* _Problem requirements_
Read the records below and report each line in which "large" occurs.

··· Input data

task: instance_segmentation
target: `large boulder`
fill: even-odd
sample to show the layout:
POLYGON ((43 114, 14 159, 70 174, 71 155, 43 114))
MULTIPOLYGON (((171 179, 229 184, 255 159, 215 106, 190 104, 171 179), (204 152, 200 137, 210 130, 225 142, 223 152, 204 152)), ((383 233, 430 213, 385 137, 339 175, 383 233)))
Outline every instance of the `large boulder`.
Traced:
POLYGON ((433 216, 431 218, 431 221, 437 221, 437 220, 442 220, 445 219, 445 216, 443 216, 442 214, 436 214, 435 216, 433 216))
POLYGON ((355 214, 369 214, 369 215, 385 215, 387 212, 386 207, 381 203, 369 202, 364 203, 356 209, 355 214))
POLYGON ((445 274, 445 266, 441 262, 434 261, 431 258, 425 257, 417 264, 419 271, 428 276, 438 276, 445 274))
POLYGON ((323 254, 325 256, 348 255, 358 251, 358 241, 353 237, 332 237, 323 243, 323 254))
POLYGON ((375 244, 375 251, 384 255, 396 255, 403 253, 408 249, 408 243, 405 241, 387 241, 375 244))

······

* _Response to the exercise_
target: `large boulder`
Outline every instance of the `large boulder`.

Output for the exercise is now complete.